-- PROVIDED TEXT start --

What darkness entered the life of Barnabas Collins to transform him from loving fiancé, son, brother and friend into the conflicted night stalker who feasts on the blood of the innocent. Dynamite seeks to tell that tale with “Dark Shadows Year One,” the origin story of the Collins family’s curse.
ENJOYABLE FOR ALL
The inaugural issue of “Dark Shadows Year One” can be enjoyed on a couple of different levels. “Dark Shadows” super fans most likely will already know the story being told, but will appreciate the fleshing out of a tale half told in the television series. New fans who may have just come across the property thanks to Dynamite’s main “Dark Shadows” book will enjoy the book for its intended purpose: Explaining how Barnabas came to be a vampire and why the Collins family as a whole is unlucky in life.
The long and short of the story goes thusly: Barnabas, while on the island of Martinique, was goaded into bedding a beautiful blonde woman—Angelique, the alpha and omega of the “Dark Shadows” mythos—who was not his fiancee, Josette. Unbeknownst to him, however, she was Josette’s handmaid. Jealousy, blackmail and murder ensue before Barnabas finds himself shanghai’d into breaking his engagement and marrying the gorgeous temptress. So essentially, he became a vampire because of peer pressure—take a lesson.

-- PROVIDED TEXT end --
-- EXCERPTED RECORDS start --

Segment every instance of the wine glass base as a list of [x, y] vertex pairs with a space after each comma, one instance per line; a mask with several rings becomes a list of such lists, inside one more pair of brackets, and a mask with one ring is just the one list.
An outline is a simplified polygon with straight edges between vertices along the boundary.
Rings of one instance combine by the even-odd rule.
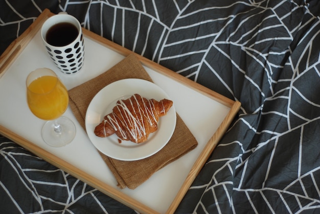
[[48, 121], [41, 132], [42, 139], [52, 147], [61, 147], [70, 144], [76, 135], [76, 126], [68, 118], [61, 116], [55, 120], [61, 126], [61, 132], [55, 131], [55, 121]]

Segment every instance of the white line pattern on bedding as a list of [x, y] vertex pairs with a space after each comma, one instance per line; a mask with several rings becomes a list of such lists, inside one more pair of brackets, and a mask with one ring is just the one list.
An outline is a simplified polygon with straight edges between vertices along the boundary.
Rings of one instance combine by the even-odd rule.
[[[20, 19], [7, 20], [0, 15], [0, 27], [20, 34], [39, 10], [48, 7], [57, 13], [63, 9], [98, 35], [241, 102], [238, 117], [177, 213], [319, 211], [320, 3], [165, 2], [56, 1], [38, 5], [33, 2], [31, 10], [37, 12], [30, 14], [6, 2]], [[3, 172], [8, 170], [29, 188], [24, 193], [36, 195], [37, 203], [30, 207], [10, 195], [0, 205], [44, 212], [45, 202], [51, 204], [48, 210], [57, 205], [55, 210], [76, 213], [85, 209], [84, 201], [88, 200], [96, 204], [96, 209], [87, 207], [88, 212], [136, 213], [26, 155], [28, 152], [5, 138], [0, 140], [0, 196], [16, 194], [4, 182], [8, 178]], [[8, 164], [9, 157], [13, 159]], [[32, 168], [21, 167], [26, 160], [38, 164], [39, 170], [31, 163]], [[39, 193], [52, 185], [61, 186], [60, 192]]]

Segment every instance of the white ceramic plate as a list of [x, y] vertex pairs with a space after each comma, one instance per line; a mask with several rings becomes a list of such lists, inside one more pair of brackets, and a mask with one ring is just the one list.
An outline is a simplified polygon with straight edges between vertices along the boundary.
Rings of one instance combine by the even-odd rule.
[[159, 117], [158, 129], [151, 133], [146, 142], [135, 144], [121, 140], [116, 135], [107, 137], [96, 136], [95, 128], [103, 117], [112, 112], [117, 101], [129, 98], [134, 93], [150, 99], [170, 100], [157, 85], [140, 79], [126, 79], [111, 83], [101, 89], [92, 100], [85, 116], [85, 128], [89, 138], [96, 148], [113, 158], [136, 160], [149, 157], [162, 149], [171, 137], [175, 128], [176, 116], [174, 105], [167, 115]]

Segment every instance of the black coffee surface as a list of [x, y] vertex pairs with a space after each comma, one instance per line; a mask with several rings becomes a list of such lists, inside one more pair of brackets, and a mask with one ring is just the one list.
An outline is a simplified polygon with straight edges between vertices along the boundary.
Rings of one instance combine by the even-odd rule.
[[74, 41], [78, 33], [77, 27], [72, 23], [59, 23], [49, 29], [45, 35], [45, 40], [53, 46], [64, 46]]

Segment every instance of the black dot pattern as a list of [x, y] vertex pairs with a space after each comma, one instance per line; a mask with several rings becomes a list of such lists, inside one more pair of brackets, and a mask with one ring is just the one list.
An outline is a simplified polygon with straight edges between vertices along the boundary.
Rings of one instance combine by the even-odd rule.
[[80, 41], [76, 43], [71, 47], [68, 46], [65, 50], [53, 50], [53, 47], [46, 46], [45, 48], [52, 61], [64, 74], [74, 74], [82, 68], [84, 60], [84, 46], [82, 34]]

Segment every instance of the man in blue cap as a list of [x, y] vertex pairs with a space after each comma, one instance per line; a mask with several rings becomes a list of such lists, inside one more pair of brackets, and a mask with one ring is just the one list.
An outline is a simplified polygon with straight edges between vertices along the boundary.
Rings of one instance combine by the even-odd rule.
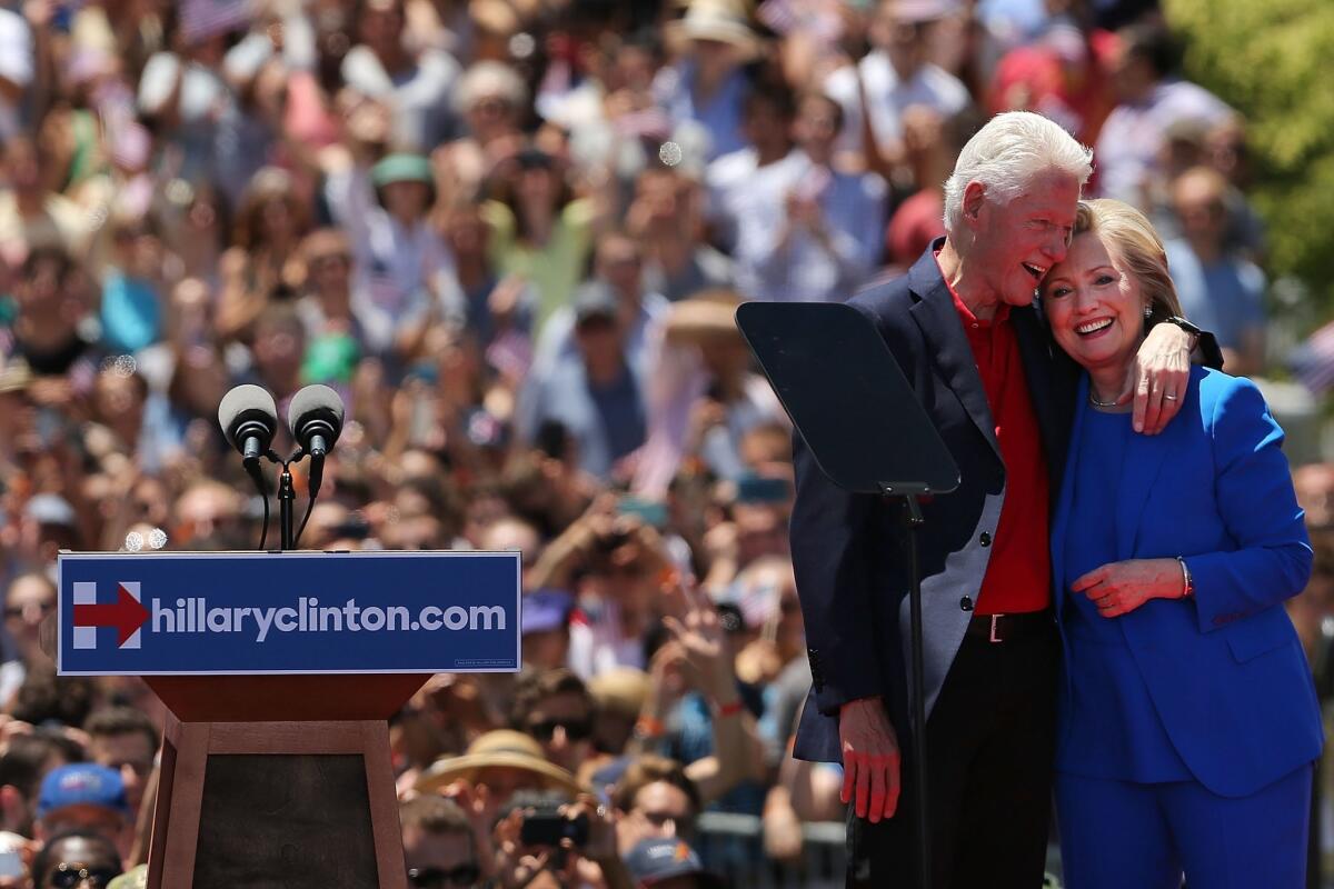
[[543, 588], [523, 598], [523, 662], [539, 669], [566, 666], [570, 660], [570, 612], [574, 597]]
[[129, 802], [120, 773], [92, 762], [63, 765], [47, 773], [37, 794], [35, 837], [47, 842], [68, 830], [89, 830], [116, 845], [121, 858], [133, 841]]

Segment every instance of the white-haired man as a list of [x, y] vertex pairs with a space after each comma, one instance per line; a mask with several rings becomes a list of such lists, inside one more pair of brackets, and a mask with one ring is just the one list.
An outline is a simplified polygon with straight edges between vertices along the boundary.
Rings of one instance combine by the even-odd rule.
[[[1033, 297], [1065, 257], [1090, 159], [1045, 117], [996, 116], [946, 184], [946, 237], [850, 303], [880, 331], [962, 473], [958, 490], [923, 506], [919, 536], [936, 888], [1042, 882], [1061, 657], [1049, 497], [1074, 375]], [[1150, 333], [1125, 396], [1137, 431], [1158, 432], [1175, 413], [1191, 340], [1170, 324]], [[848, 885], [908, 885], [918, 866], [911, 781], [900, 796], [914, 752], [903, 748], [898, 506], [836, 488], [800, 440], [795, 461], [792, 561], [814, 680], [795, 756], [843, 764]]]

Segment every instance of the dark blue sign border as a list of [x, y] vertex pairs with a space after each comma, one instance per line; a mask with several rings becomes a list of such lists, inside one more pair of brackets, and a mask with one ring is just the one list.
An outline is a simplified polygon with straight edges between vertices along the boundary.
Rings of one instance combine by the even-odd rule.
[[[459, 665], [458, 662], [452, 665], [444, 665], [446, 658], [442, 658], [438, 666], [419, 665], [414, 664], [411, 666], [386, 666], [386, 668], [359, 668], [359, 669], [304, 669], [304, 668], [273, 668], [268, 666], [264, 669], [143, 669], [127, 668], [127, 669], [65, 669], [67, 662], [67, 648], [73, 645], [73, 633], [76, 629], [84, 632], [97, 632], [100, 630], [105, 638], [108, 638], [107, 648], [116, 648], [117, 641], [123, 642], [124, 648], [136, 648], [139, 633], [128, 633], [129, 626], [125, 626], [125, 632], [113, 632], [109, 628], [117, 625], [117, 620], [121, 614], [115, 609], [139, 608], [133, 602], [124, 601], [127, 594], [120, 592], [119, 598], [113, 598], [107, 592], [99, 593], [97, 604], [95, 605], [97, 612], [89, 612], [87, 608], [83, 610], [81, 620], [84, 625], [76, 628], [73, 625], [73, 616], [67, 614], [67, 605], [71, 609], [77, 609], [79, 605], [73, 602], [72, 593], [65, 590], [65, 569], [73, 568], [79, 562], [108, 562], [108, 561], [125, 561], [127, 568], [132, 562], [204, 562], [205, 560], [247, 560], [249, 568], [261, 566], [265, 570], [272, 570], [276, 576], [279, 573], [292, 572], [300, 565], [300, 562], [307, 560], [323, 560], [320, 568], [328, 568], [329, 561], [336, 560], [356, 560], [356, 561], [383, 561], [383, 560], [422, 560], [430, 558], [436, 562], [440, 560], [508, 560], [514, 565], [514, 610], [512, 610], [512, 626], [506, 628], [506, 636], [512, 636], [514, 638], [514, 660], [512, 665], [496, 666], [488, 665], [487, 661], [491, 660], [508, 660], [508, 656], [503, 658], [478, 658], [479, 665]], [[175, 568], [175, 566], [173, 566]], [[180, 566], [185, 569], [185, 565]], [[407, 565], [404, 565], [407, 568]], [[463, 565], [460, 565], [463, 568]], [[523, 592], [522, 592], [522, 554], [518, 552], [478, 552], [478, 550], [375, 550], [375, 552], [289, 552], [289, 553], [260, 553], [260, 552], [172, 552], [172, 553], [69, 553], [61, 552], [57, 562], [57, 613], [56, 613], [56, 626], [57, 626], [57, 646], [56, 646], [56, 664], [57, 673], [60, 676], [272, 676], [272, 674], [288, 674], [288, 676], [316, 676], [316, 674], [376, 674], [376, 673], [431, 673], [431, 672], [468, 672], [468, 673], [512, 673], [518, 672], [523, 665], [523, 636], [522, 636], [522, 621], [523, 621]], [[77, 580], [80, 572], [72, 572]], [[127, 572], [133, 573], [133, 572]], [[123, 580], [123, 578], [117, 578]], [[284, 582], [291, 580], [291, 574], [279, 580], [275, 577], [275, 585], [281, 586]], [[127, 586], [133, 586], [133, 598], [137, 601], [137, 584], [124, 584]], [[508, 584], [506, 584], [508, 586]], [[117, 590], [119, 592], [119, 590]], [[257, 605], [259, 597], [264, 593], [247, 593], [249, 598], [245, 598], [243, 605]], [[68, 600], [68, 601], [67, 601]], [[336, 596], [334, 597], [336, 600]], [[285, 600], [284, 600], [285, 601]], [[403, 598], [399, 600], [403, 605], [420, 606], [422, 602], [430, 601], [424, 598]], [[382, 601], [379, 597], [372, 600], [364, 600], [362, 606], [379, 605], [382, 610], [386, 606], [398, 605], [399, 601]], [[452, 602], [440, 602], [440, 605], [451, 605]], [[235, 606], [235, 602], [228, 602], [227, 606]], [[304, 610], [304, 609], [303, 609]], [[439, 609], [438, 609], [439, 610]], [[304, 617], [303, 617], [304, 620]], [[88, 622], [96, 622], [96, 629], [88, 628]], [[133, 624], [133, 621], [131, 621]], [[416, 629], [414, 622], [412, 629]], [[350, 638], [347, 633], [336, 634], [342, 640]], [[370, 633], [368, 636], [379, 636], [382, 638], [388, 637], [388, 633]], [[363, 638], [367, 636], [363, 634]], [[442, 638], [442, 644], [446, 638]], [[237, 644], [239, 650], [244, 648], [245, 644], [255, 644], [253, 640], [239, 638], [233, 644]], [[384, 645], [388, 645], [386, 642]], [[383, 645], [382, 645], [383, 646]], [[156, 648], [156, 646], [155, 646]], [[442, 645], [442, 648], [447, 648]], [[237, 660], [244, 660], [239, 656]]]

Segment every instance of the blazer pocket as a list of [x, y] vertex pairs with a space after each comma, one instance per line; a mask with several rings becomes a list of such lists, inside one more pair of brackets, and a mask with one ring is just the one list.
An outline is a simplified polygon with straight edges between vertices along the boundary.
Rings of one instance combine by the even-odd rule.
[[1238, 664], [1297, 641], [1297, 630], [1281, 606], [1266, 608], [1259, 614], [1238, 621], [1227, 630], [1227, 646]]

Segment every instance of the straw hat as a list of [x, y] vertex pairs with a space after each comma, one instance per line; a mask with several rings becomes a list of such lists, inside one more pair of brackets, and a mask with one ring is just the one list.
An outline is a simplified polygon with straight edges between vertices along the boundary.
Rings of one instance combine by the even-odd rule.
[[667, 24], [667, 37], [674, 41], [715, 40], [735, 48], [750, 59], [759, 52], [759, 37], [743, 13], [722, 0], [695, 0], [686, 15]]
[[588, 682], [588, 692], [598, 706], [634, 718], [652, 692], [648, 673], [632, 666], [616, 666], [599, 673]]
[[546, 790], [564, 790], [570, 796], [587, 789], [559, 765], [548, 762], [542, 748], [522, 732], [496, 729], [487, 732], [468, 745], [468, 752], [444, 760], [436, 760], [418, 778], [418, 793], [431, 793], [455, 781], [476, 782], [483, 769], [508, 768], [523, 769], [536, 776]]
[[32, 368], [23, 359], [0, 364], [0, 393], [23, 392], [32, 385], [33, 379]]

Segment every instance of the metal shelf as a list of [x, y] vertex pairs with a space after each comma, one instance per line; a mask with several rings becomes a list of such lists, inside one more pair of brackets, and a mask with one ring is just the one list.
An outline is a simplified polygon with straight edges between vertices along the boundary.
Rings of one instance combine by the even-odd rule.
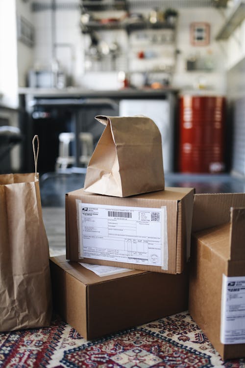
[[85, 24], [81, 24], [82, 31], [86, 33], [90, 30], [106, 30], [111, 29], [125, 29], [128, 33], [141, 29], [172, 29], [174, 30], [175, 26], [168, 22], [150, 23], [148, 21], [136, 22], [133, 23], [126, 21], [115, 21], [107, 23], [100, 23], [96, 21], [90, 21]]
[[237, 27], [245, 19], [245, 0], [241, 0], [229, 15], [215, 39], [227, 40]]

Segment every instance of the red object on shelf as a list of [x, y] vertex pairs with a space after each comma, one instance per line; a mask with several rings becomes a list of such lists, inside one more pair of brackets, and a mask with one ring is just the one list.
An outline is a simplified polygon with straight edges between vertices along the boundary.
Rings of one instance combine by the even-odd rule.
[[180, 98], [179, 171], [224, 171], [225, 98], [184, 95]]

-- EXCERPTED RECORDS end --

◆ WHAT IS NEEDED ◆
In the Dark Shadows review, how would you put this sentence into Spanish: "Unbeknownst to him, however, she was Josette’s handmaid."

◆ FINISHED EXERCISE ◆
Sin que él lo supiera, sin embargo, ella era la doncella de Josette.